* _SET TASK 1_:
Set down everything in the copyleft history text from "Bringing open source" down to "have split before.", word for word.
* _SET TASK 2_:
Take the piece on open source and copyleft licensing further, picking up right after its last sentence.

In the end, both software freedom activists and competitive upstarts want license terms that require sharing back. Tension between activists and upstarts is no more fundamental than between the BSD school and established companies. But the copyleft user community is splitting apart.


Ask people affiliated with the Open Source Initiative about free software, and many will tell you that it isn’t really any different from open source. Free software just preached too much fire and brimstone, missed the rebrand, and lost mindshare.

Ask folks affiliated with the Free Software Foundation about open source, and many will jump to tell just how different it is. Open source strips free software of its values, pandering to the nonfree industry with promises of better, cheaper code, which doesn’t happen without unifying community spirit.

That is the compelling, insider narrative of the birth of open source and the wooing of big business to the scene. It’s a story of name-brand contenders—OSI and FSF—and their partisans. Not the developers who choose free software and open source licenses.

Bringing open source to business, and business to open source, has been a process of long, slow, occasionally sudden progress. Since setting up the Open Source Initiative and coining “open source”, decisions have been altogether less dramatic, more mixed, more organic. Change came as much with developments in software and the market more broadly, and the medium- and long-term effects of many small steps, than with dashing, newsworthy gambits.


In that more nuanced history, we can see that the activist and upstart segments of the copyleft user base have split before.

In the end, the Open Source Initiative has approved every major license published by the Free Software Foundation. Both organizations have also approved copyleft licenses drafted by upstarts, free of free software rhetoric, from Sleepycat on. But fairly early in open source history, circa 2002, OSI and FSF parted ways on a particular kind of license: strong copyleft or “reciprocal” terms drafted for companies and business-contract style, ignoring FSF’s self-imposed limits on how much code copyleft could require sharing back. For a time, approving those licenses made OSI the institutional home of strong copyleft, responding to upstart needs outside FSF’s comfort zone.

None of those licenses achieved widespread popularity. Several served as waystations for the specific companies, and even the specific software, for which they were drafted, on their way to GPL relicensing. Indeed, the business reciprocal licenses fell predictably short of perfection. But they hit high water marks for requiring patches back and robust closure of the “ASP loophole”, also known as the “SaaS loophole” or “Google problem”. They influenced later activist licenses that largely replaced them in practice.

Willingness to accommodate upstarts tracked an important line of propaganda in the early years of the Open Source Initiative. Part of achieving business acceptance of open source was putting open source’s merits in loosely economic, business terms. To break the link between open source and noncommercial or even anti-commercial attitudes, it helped mightily to theorize and demonstrate how open source could augment existing business models, or even power models of its own. Before big companies flocked to the open source buffet, smaller companies, especially engineer-driven software firms where allied programmers held authority, went to work in the kitchen. Individuals and small firms wrote the code that showed open source could work, on the production side, and also made open source software worth using, on the adoption side.

* _RECORD EXCERPTS_:

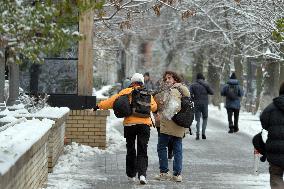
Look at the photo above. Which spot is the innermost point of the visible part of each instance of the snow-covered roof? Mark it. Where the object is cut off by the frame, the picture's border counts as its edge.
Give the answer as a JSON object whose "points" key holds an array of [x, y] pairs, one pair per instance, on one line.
{"points": [[16, 140]]}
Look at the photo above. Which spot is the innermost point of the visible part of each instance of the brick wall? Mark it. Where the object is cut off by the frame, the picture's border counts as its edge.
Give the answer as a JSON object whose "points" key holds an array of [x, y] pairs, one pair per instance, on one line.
{"points": [[30, 171], [87, 128], [56, 141]]}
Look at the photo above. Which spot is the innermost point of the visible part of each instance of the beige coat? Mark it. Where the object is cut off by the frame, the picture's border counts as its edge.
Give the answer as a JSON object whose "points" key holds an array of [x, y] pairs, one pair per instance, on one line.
{"points": [[168, 126]]}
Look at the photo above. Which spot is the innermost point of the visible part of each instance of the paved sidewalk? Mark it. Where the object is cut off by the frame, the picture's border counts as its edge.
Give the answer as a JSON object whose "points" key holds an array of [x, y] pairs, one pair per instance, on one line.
{"points": [[222, 161]]}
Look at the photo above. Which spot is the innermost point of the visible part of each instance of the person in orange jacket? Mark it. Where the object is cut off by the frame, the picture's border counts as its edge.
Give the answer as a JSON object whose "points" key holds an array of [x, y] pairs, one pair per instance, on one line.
{"points": [[134, 126]]}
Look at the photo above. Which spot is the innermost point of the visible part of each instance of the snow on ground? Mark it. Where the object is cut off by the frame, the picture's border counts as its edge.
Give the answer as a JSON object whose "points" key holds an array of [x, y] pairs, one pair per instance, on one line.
{"points": [[99, 94], [248, 122], [75, 154], [17, 139]]}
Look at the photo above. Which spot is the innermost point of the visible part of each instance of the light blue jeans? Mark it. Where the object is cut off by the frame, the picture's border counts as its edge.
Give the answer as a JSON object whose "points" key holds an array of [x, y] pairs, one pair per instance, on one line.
{"points": [[163, 154]]}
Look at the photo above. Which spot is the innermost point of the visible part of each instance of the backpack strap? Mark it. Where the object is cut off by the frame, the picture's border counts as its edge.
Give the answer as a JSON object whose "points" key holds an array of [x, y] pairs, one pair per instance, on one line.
{"points": [[179, 90]]}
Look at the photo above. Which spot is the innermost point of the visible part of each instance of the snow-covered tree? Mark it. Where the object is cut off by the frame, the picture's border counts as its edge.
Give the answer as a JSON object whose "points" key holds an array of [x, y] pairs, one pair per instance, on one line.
{"points": [[34, 29]]}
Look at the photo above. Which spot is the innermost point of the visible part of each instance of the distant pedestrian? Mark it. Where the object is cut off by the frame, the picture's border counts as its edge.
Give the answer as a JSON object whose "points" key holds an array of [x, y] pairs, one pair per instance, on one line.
{"points": [[199, 91], [135, 126], [233, 93], [169, 130], [149, 85], [126, 83], [272, 120]]}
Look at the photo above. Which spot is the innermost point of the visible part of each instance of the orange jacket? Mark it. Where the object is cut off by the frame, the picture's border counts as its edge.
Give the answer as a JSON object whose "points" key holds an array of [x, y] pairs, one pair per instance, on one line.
{"points": [[130, 120]]}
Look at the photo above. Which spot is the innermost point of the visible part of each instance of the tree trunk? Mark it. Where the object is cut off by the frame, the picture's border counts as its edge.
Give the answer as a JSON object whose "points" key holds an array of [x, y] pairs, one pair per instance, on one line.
{"points": [[259, 77], [281, 77], [270, 83], [2, 74], [13, 83], [197, 66], [249, 90], [214, 73], [121, 75], [34, 77], [239, 68]]}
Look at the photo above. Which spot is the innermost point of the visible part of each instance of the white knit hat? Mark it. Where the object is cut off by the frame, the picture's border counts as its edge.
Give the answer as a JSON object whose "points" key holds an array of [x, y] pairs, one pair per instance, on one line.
{"points": [[137, 77]]}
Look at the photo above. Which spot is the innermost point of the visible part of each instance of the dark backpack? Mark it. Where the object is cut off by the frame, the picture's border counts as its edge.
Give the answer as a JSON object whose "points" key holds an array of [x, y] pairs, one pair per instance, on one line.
{"points": [[122, 107], [232, 92], [141, 103], [185, 116], [259, 145]]}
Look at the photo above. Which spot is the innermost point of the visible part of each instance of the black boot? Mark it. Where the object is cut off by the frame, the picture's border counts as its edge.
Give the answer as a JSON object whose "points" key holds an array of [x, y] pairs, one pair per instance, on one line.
{"points": [[231, 128]]}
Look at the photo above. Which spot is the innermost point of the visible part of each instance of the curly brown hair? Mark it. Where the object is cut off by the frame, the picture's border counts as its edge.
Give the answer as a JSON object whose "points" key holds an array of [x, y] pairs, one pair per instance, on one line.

* _EXPECTED ANSWER 1_:
Bringing open source to business, and business to open source, has been a process of long, slow, occasionally sudden progress. Since setting up the Open Source Initiative and coining “open source”, decisions have been altogether less dramatic, more mixed, more organic. Change came as much with developments in software and the market more broadly, and the medium- and long-term effects of many small steps, than with dashing, newsworthy gambits.


In that more nuanced history, we can see that the activist and upstart segments of the copyleft user base have split before.

* _EXPECTED ANSWER 2_:
In time, the Free Software Foundation succeeded in bringing many upstarts back into its fold with Affero GPL. Affero closed the loophole that allowed nonfree software to be made from GPL code if the resulting program was run to provide a network service, rather than sent to users for them to run for themselves. However, outcry and fork threats from permissive interests kept the FSF from merging its new, stronger terms into mainline GPL at the next major update, version 3. The fork made it easy for software users to isolate AGPL as an aberration, an extremist diversion. Such projects helpfully mark themselves, using AGPL, much as anti-IP extremists do, with WTFPL. Nonetheless, on the developer side, AGPL took the top spot as the cutting-edge, best-patched, broadest-supported implementation of strong copyleft: a license that makes software available for use in free software, but not in proprietary software. In the right company, many activists speak of AGPLv3 as the real GPLv3 to this day.

Once again, competitive upstarts who couldn’t afford to draft and propose their own terms adopted a good-enough activist license to meet their needs. Many of these projects, it turns out, used little or no other GPLv3 or AGPLv3 software. The point was keeping competitors out, not jumping in with the activists. But upstarts welcomed allies in defending the new, stronger license as free and open source, and activists welcomed a broader base of support to overcome permissive-leaning objections. In the end, an upstart company worked AGPLv3 through the Open Source Initiative’s approval process. With permissive terms and interests ascendant, activists and upstarts needed each other.


AGPLv3 inherited the self-imposed limitations and complexities of Free Software Foundation license drafting. But for a time, none of that mattered. Closed software companies dutifully banned AGPL company wide, often on strength of reputation alone. If they used AGPL software, they did so under alternative, private, commercial licenses, brought in by procurement rather than by policy. Observing this, upstarts began adopting the license for like effect, also more or less by rep. Thus, AGPLv3 became, for a brief span, both bona fide and functionally “free for free software”.

But only in practice. As the value of commercially relevant software under AGPLv3 grew, so did incentives to find new loopholes, new ways to work AGPLv3 code into nonfree offerings. In other words, to actually read what it said. As with GPLv2 before it, broader adoption of AGPLv3 copyleft funded a de facto bug bounty: find a loophole, win early-mover advantage with the code. The bigger and more established the licensee, the more it could leverage that advantage. AGPLv3’s scope, length, and complexity made just that much more attack surface. The attention of large firms put savvy legal counsel capable of assessing technical alternatives—the bounty hunters—on the job.

Once again, enterprise legal cracked the activist license. They’ve found arguments sufficiently strong that both sides in a lawsuit would have to field legal talent. Advantage: enterprise. That is the complaint we hear from some upstarts with new, stronger licenses.

We see it also in their terms. Some, like Commons Clause, eschew the complexity of open source by writing direct prohibitions on what their competitors are doing that they don’t want to allow. Conversely, MongoDB’s Server Side Public License, reflecting means to field more legal time and talent, strengthens copyleft, relying on a requirement to share code back to exclude competitors who serviceize the software.

We could look at these terms as closing two related loopholes.

There’s an API Loophole: AGPLv3 arguably does not reach code in larger programs built with copyleft code if combination occurs by calls over standardized inter-process communication mechanisms, like local sockets or remote HTTP requests, rather than by linking to or changing copyleft code. See especially the definitions of “modify” and “modified version” in section 0 and the first paragraph of section 13.

There’s a Container Loophole: AGPLv3 arguably doesn’t reach beyond the specific system running it—physical, virtual, or containerized—to the broader constellation of networked systems comprising an application. See especially the definitions of “Corresponding Source”, “System Libraries”, “Major Component”, and “Standard Interface” in section 1.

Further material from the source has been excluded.